#### TASK GOAL
Copy out each of the following lines word for word, keeping their order.

▼▼▼

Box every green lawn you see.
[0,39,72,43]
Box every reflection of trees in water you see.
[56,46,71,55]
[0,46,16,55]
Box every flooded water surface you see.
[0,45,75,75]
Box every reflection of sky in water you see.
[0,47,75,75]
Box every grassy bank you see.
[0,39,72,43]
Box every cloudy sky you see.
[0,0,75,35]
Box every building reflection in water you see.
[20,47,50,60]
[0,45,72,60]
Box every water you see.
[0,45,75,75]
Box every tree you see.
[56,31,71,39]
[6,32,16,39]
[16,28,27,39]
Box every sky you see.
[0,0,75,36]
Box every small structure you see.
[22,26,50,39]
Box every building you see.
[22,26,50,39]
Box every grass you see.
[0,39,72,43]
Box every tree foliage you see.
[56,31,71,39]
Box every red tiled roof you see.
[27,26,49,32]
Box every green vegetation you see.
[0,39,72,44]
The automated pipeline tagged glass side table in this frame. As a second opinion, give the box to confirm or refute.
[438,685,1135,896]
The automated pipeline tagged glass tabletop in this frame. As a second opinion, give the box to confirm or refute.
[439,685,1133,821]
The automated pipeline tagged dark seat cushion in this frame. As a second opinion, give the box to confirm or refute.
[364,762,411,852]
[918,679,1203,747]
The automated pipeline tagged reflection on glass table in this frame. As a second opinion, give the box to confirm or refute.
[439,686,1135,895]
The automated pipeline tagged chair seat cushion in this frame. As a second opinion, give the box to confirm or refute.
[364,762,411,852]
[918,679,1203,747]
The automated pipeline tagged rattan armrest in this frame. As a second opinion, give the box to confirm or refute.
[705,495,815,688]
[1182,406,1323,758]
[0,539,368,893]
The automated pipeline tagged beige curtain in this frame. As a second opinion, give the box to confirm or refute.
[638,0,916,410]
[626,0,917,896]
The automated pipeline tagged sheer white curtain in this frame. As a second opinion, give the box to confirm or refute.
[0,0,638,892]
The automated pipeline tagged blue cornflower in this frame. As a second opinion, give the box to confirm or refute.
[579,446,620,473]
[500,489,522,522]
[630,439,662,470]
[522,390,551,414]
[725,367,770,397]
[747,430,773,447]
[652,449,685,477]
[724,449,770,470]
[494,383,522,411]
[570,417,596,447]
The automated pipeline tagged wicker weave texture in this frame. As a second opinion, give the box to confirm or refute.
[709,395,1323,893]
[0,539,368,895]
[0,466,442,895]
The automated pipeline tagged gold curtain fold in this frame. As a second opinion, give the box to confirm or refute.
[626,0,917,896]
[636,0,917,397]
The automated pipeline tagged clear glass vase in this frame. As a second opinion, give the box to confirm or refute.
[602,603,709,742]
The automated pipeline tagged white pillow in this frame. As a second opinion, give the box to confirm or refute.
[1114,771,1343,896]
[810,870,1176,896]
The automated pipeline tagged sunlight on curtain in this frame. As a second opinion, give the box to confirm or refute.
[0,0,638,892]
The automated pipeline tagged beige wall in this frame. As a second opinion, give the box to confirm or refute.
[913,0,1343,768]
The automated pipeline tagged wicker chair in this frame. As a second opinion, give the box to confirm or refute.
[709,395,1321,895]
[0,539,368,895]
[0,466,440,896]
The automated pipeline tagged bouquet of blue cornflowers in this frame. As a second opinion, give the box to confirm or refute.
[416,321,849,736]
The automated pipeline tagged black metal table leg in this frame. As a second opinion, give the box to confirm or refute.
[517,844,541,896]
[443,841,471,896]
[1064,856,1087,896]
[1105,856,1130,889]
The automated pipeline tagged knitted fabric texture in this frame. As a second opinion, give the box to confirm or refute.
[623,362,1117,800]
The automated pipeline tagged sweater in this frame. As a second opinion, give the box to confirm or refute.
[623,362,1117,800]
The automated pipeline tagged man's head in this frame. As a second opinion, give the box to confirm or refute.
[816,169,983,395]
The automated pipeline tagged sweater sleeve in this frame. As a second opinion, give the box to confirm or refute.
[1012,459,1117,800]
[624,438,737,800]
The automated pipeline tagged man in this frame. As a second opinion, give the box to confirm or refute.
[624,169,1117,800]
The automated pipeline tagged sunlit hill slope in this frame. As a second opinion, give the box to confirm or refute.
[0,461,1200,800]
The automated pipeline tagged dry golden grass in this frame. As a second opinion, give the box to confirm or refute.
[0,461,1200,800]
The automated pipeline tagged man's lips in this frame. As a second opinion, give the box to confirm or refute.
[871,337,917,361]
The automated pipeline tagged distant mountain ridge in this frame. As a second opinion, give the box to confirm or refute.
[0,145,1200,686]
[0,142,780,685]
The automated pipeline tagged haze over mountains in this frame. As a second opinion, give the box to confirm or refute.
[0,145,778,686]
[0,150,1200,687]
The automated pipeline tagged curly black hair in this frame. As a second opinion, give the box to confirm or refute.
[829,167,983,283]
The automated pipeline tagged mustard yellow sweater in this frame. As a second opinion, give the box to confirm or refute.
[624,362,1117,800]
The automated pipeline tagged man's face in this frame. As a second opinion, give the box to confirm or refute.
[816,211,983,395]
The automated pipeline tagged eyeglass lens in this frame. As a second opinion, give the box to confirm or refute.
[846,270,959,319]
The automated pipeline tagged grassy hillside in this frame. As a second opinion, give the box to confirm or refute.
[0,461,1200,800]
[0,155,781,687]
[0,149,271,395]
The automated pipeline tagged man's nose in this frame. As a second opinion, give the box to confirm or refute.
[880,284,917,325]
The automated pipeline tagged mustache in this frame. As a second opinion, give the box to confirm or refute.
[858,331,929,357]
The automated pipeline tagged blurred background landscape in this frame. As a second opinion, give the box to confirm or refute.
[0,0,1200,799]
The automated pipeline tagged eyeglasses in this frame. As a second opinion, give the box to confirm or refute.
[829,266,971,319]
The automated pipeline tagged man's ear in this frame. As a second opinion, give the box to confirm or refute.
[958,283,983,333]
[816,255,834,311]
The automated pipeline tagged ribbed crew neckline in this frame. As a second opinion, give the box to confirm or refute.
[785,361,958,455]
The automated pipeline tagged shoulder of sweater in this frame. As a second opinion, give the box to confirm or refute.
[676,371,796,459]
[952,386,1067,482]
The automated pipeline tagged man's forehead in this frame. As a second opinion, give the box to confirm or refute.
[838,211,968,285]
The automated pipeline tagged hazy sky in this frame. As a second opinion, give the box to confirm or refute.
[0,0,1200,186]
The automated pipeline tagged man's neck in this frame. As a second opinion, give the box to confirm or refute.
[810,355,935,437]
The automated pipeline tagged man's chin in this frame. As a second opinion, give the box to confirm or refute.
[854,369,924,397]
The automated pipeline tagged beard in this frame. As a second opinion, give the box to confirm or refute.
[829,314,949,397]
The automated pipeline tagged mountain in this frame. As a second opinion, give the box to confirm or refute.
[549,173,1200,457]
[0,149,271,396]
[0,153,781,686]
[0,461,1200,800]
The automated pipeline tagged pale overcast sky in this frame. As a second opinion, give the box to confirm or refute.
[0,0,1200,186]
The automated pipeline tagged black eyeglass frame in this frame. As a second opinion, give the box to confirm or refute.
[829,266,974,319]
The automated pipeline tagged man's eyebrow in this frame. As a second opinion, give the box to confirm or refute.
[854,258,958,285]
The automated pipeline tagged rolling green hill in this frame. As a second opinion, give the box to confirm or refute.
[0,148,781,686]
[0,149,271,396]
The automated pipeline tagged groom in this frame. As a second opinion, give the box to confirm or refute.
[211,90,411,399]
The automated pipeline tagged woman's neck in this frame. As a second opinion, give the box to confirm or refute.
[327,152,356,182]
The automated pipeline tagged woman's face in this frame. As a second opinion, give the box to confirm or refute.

▲▲▲

#### FULL OUTPUT
Box every green lawn you see.
[0,39,72,43]
Box every reflection of trees in water you see.
[56,46,71,55]
[0,46,16,55]
Box every flooded water surface you see.
[0,45,75,75]
Box every reflection of sky in water you see.
[0,47,75,75]
Box every grassy bank you see.
[0,39,72,43]
Box every cloudy sky you see.
[0,0,75,35]
Box every building reflection in water you see.
[20,47,50,60]
[0,45,72,60]
Box every water you see.
[0,45,75,75]
Box every tree you see.
[56,31,71,39]
[6,32,16,39]
[16,28,27,39]
Box every sky you see.
[0,0,75,36]
Box every small structure you see.
[22,26,50,39]
Box every building you see.
[22,26,50,39]
Box every grass you see.
[0,39,72,43]
Box every tree foliage you see.
[56,31,71,39]
Box every red tiled roof you see.
[27,26,49,32]
Box every green vegetation you see.
[0,39,72,44]
The automated pipeline tagged glass side table in this frame. As a second opinion, give the box to confirm or refute.
[438,685,1135,896]
The automated pipeline tagged glass tabletop in this frame. As a second opinion, give the box to confirm or refute.
[439,685,1133,821]
The automated pipeline tagged dark seat cushion in this frame. As a second opinion, give the box to confirm or refute.
[364,762,411,852]
[918,679,1203,747]
The automated pipeline tagged reflection on glass table in this frame. As a second opinion, give the box to confirm or refute.
[439,686,1135,895]
The automated pipeline tagged chair seat cushion in this frame. As a second opinion, give the box to confirm or refute.
[364,762,411,852]
[918,679,1203,747]
The automated pipeline tagged rattan armrest in this frame. As a second opinion, give the box to confirm or refute.
[705,495,815,688]
[1182,406,1323,758]
[0,539,368,893]
The automated pipeline tagged beige curtain in this frame. As a second opinion, give the box to confirm or refute.
[638,0,916,410]
[626,0,917,896]
The automated pipeline tagged sheer white curtain in this frame. As a second opinion, give the box to confirm or refute.
[0,0,638,892]
The automated pipeline tagged blue cornflower in this frame. As a second opinion, give the box to confirm or refute.
[579,446,620,473]
[500,489,522,522]
[630,439,662,470]
[522,390,551,414]
[725,367,770,397]
[747,430,773,447]
[652,449,685,477]
[724,449,770,470]
[494,383,522,411]
[570,417,596,447]
The automated pipeline tagged wicker weave texture in this frame. As a second opinion, give the box to confirm or refute.
[709,395,1323,893]
[0,539,368,895]
[0,466,442,895]
The automated pipeline tagged gold curtain fold in this frame. As a second opinion, give the box to confirm or refute.
[626,0,917,896]
[636,0,917,397]
The automated pipeline tagged clear glass vase in this frame. As a second opinion, give the box to confirm or refute.
[602,603,709,742]
The automated pipeline tagged white pillow in this frame. As a second opinion, give the box to confirm or refute.
[1114,771,1343,896]
[810,870,1176,896]
The automated pipeline tagged sunlight on curtain in this frame. As a second opinion, give the box to confirm or refute.
[0,0,638,892]
The automated pipeline tagged beige wall in this frame. As a second opinion, give the box to confirm or refute.
[913,0,1343,768]
The automated pipeline tagged wicker chair in this frame. As a second opinion, give the box to confirm or refute.
[709,395,1321,895]
[0,539,368,895]
[0,466,440,896]
The automated pipeline tagged bouquet of blue cornflowers in this frame. As a second opinion, give the box to confirm or refute.
[416,321,849,736]
The automated pipeline tagged black metal table leg in this frame. As a second opinion, give the box to confirm or refute.
[517,844,541,896]
[443,841,471,896]
[1064,856,1087,896]
[1105,856,1130,889]
The automated pipeline tagged knitted fabric texture in this frame. As a second opinion, give the box to confirm or refute.
[623,362,1117,800]
The automated pipeline tagged sweater in this frame. As a second opinion, give the box to confirm or refute.
[623,362,1117,800]
The automated pipeline tagged man's head in this frame. As a second opinion, give the box to confirm or refute.
[816,169,983,395]
The automated pipeline tagged sweater sleeve in this frame. As a second opinion, give the box to confirm or refute.
[1012,459,1117,800]
[624,438,737,800]
The automated pipeline tagged man in this frame. As a second opinion, give the box to confirm or refute.
[624,169,1117,800]
The automated pipeline tagged sunlit hill slope in this frame. As a second opinion, give the box to confirm or refute.
[0,461,1200,800]
The automated pipeline tagged dry golden grass in this frame. As a second opinion, give the box to confirm or refute.
[0,461,1200,800]
The automated pipeline tagged man's lips in this frame. As a second opinion, give the box to confirm or refute.
[871,337,917,361]
The automated pipeline tagged distant mountain ridge in this frame. As a second opinion, give the box to confirm or refute.
[0,145,1200,686]
[0,142,780,685]
The automated pipeline tagged haze over mountains in this frame. As a second opinion, give the box to confirm or refute.
[0,145,778,686]
[0,150,1200,687]
The automated pipeline tagged curly black hair in this frame. As a second opinion, give the box to confirm or refute.
[829,167,983,283]
The automated pipeline tagged mustard yellow sweater in this frame. As a second opinion, give the box to confirm or refute.
[624,362,1117,800]
The automated pipeline tagged man's face in this frame. As a second opinion, give the box to confirm or refute.
[816,211,983,395]
The automated pipeline tagged eyeglass lens in this frame. As a second opinion, give the box to confirm or refute.
[846,270,959,319]
The automated pipeline tagged grassy hillside in this frame. As a second opinion, give the box to confirm or refute.
[0,461,1200,800]
[0,155,781,687]
[0,149,271,395]
The automated pipeline tagged man's nose in this frame. As a second opinion, give the box to confirm or refute.
[880,284,917,325]
The automated pipeline tagged mustache in this frame. As a second opinion, give the box to confirm or refute.
[858,331,929,357]
The automated pipeline tagged blurred background landscape in this frame. As a second opinion, give the box to confirm or refute.
[0,0,1200,799]
The automated pipeline tagged eyeglasses in this frame. As a second opinion, give the box to confirm or refute.
[829,266,971,319]
The automated pipeline tagged man's ear in this frame. As a second opinion, give the box to confirm or refute.
[958,283,983,333]
[816,255,834,311]
The automated pipeline tagged ribbed crew neckline in this frame. As a second opinion, give the box to confirm or refute.
[785,361,958,455]
The automated pipeline tagged shoulder of sweater in this frame. As a second opinion, give the box to confirm or refute.
[676,371,796,459]
[952,386,1067,482]
The automated pipeline tagged man's forehead in this frame. As a second opinion, give the box to confirm or refute.
[838,211,968,285]
The automated pipeline tagged hazy sky in this frame. As a second opinion, give the box to confirm or refute.
[0,0,1200,186]
The automated pipeline tagged man's neck in this frame. As a second opinion, give the box to confirm or refute.
[810,355,935,437]
The automated pipeline tagged man's chin in this frame. As a second opinion, give the box to confirm or refute.
[854,369,924,397]
The automated pipeline tagged beard in this frame. As a second opinion, give the box to confirm or refute.
[829,314,949,397]
The automated pipeline tagged mountain in this frame. As a second opinion, give the box to confirm or refute.
[549,173,1200,457]
[0,149,271,396]
[0,153,781,686]
[0,461,1200,800]
The automated pipeline tagged pale overcast sky in this frame. As a second opinion, give the box to confirm or refute.
[0,0,1200,186]
The automated pipeline tagged black eyeglass frame in this frame. As a second opinion, give the box to confirm or refute.
[829,266,974,319]
The automated pipeline tagged man's eyebrow in this frame. As a second opinion, give the box to confirm or refute.
[854,258,958,285]
The automated pipeline tagged rolling green hill in this frame. As a second opinion, give the box to confirm or refute.
[0,148,781,686]
[0,149,271,396]
The automated pipeline tagged groom in this frame. As a second opinion, give the box to confirm or refute.
[211,90,411,399]
The automated pipeline tagged woman's neck in this frame. As a second opinion, give the box to confirm or refute.
[327,152,356,182]
The automated pipeline tagged woman's face in this frame. As a second opinion, give the box to confirm or refute.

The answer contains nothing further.